━━━━━ Data supplied ━━━━━

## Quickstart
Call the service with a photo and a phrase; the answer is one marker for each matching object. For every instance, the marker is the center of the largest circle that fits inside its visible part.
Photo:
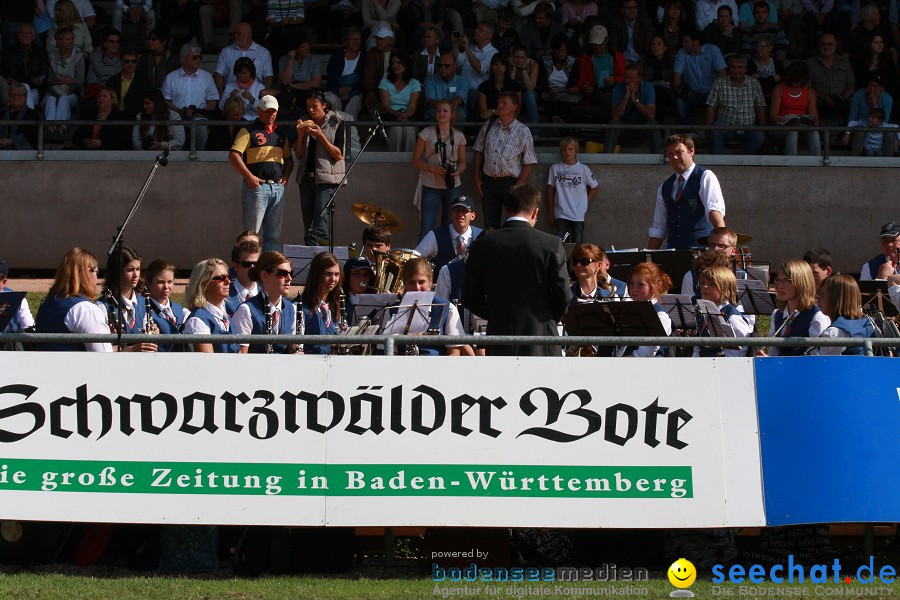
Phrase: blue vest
(314, 324)
(163, 324)
(799, 327)
(446, 245)
(258, 318)
(140, 314)
(51, 319)
(856, 328)
(686, 220)
(213, 323)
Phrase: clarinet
(267, 312)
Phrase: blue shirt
(700, 71)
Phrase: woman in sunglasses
(593, 282)
(205, 298)
(269, 312)
(321, 300)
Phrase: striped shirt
(505, 149)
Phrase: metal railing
(585, 129)
(390, 342)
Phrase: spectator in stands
(794, 103)
(706, 11)
(819, 260)
(299, 73)
(137, 11)
(874, 143)
(540, 29)
(524, 71)
(474, 59)
(425, 62)
(66, 78)
(440, 157)
(13, 136)
(630, 33)
(505, 35)
(500, 81)
(762, 27)
(190, 91)
(105, 61)
(673, 25)
(832, 79)
(736, 100)
(152, 137)
(889, 236)
(877, 60)
(498, 166)
(445, 84)
(723, 33)
(158, 61)
(208, 12)
(243, 46)
(27, 63)
(399, 96)
(634, 103)
(376, 63)
(345, 75)
(128, 87)
(104, 137)
(656, 69)
(767, 70)
(697, 66)
(66, 17)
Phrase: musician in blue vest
(443, 244)
(69, 306)
(22, 319)
(167, 314)
(840, 299)
(269, 312)
(890, 243)
(205, 297)
(797, 314)
(689, 204)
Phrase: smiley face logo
(682, 573)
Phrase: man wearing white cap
(261, 154)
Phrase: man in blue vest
(890, 243)
(443, 244)
(689, 203)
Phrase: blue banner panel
(830, 438)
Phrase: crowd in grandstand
(797, 63)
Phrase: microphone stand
(115, 250)
(330, 206)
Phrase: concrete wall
(192, 209)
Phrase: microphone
(379, 127)
(164, 159)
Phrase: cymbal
(375, 215)
(743, 240)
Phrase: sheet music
(301, 257)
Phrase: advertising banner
(352, 441)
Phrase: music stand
(680, 308)
(754, 296)
(301, 257)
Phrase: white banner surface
(304, 440)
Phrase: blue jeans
(264, 212)
(751, 140)
(313, 199)
(434, 201)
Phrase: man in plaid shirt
(736, 100)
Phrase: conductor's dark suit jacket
(516, 278)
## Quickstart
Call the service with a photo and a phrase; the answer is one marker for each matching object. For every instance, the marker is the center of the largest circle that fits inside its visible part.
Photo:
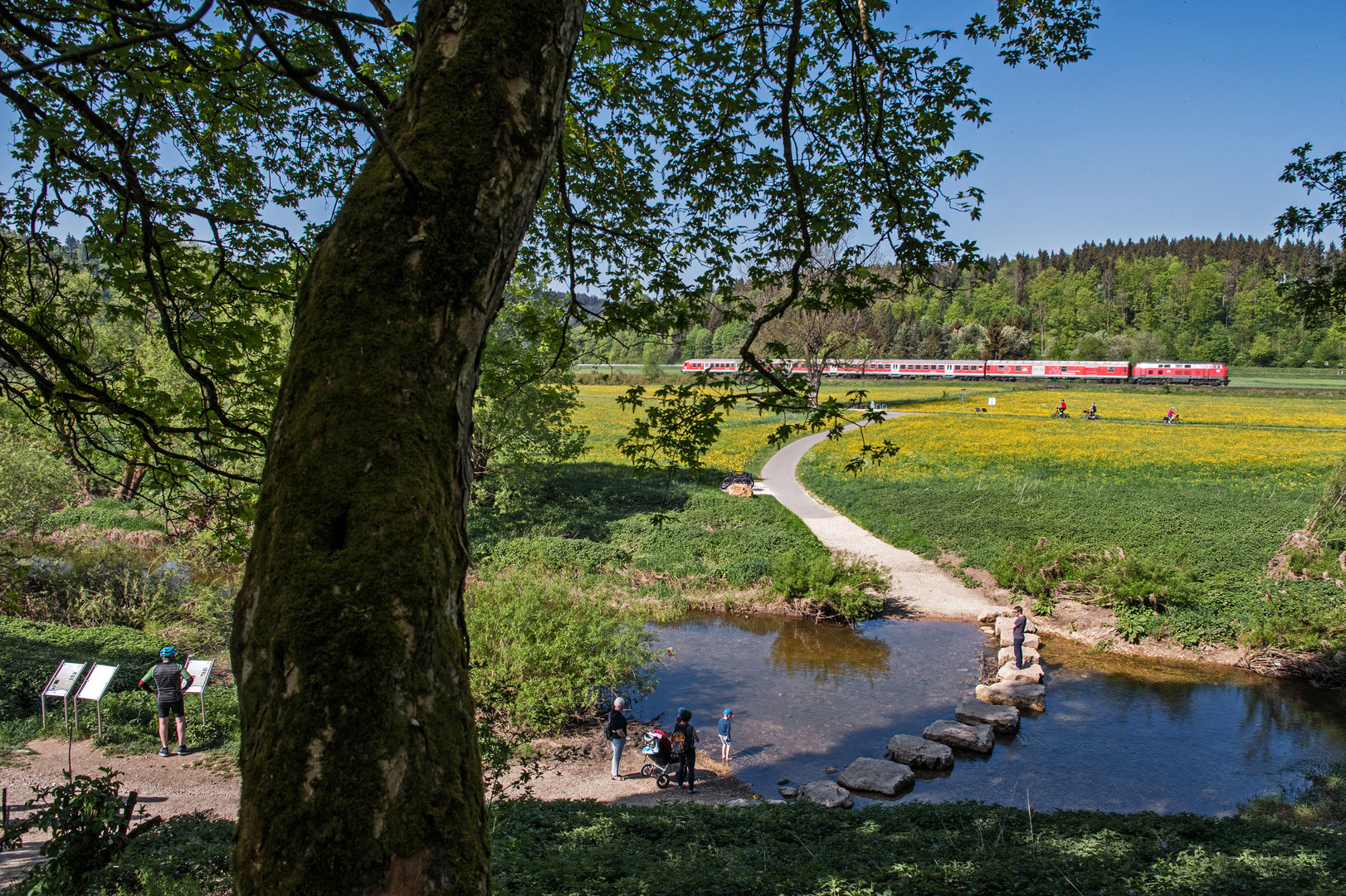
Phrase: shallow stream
(1120, 733)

━━━━━

What you should do. Reproduce the records above exactly, but only from the line containing "Phrase: music stand" through the last line, both included, and without any pictures.

Written answer.
Phrase: music stand
(680, 308)
(754, 296)
(301, 257)
Phrase: white banner surface
(304, 440)
Phrase: blue jeans
(264, 212)
(751, 140)
(313, 199)
(434, 201)
Phrase: man in plaid shirt
(736, 100)
Phrase: conductor's dark suit jacket
(516, 278)
## Quickstart
Call the service with a photo and a phrase; the answer is one marker for each matching object. For every instance, the marker is the center of the largest circle that fits inside its visible part.
Photo:
Phrase: shallow stream
(1120, 733)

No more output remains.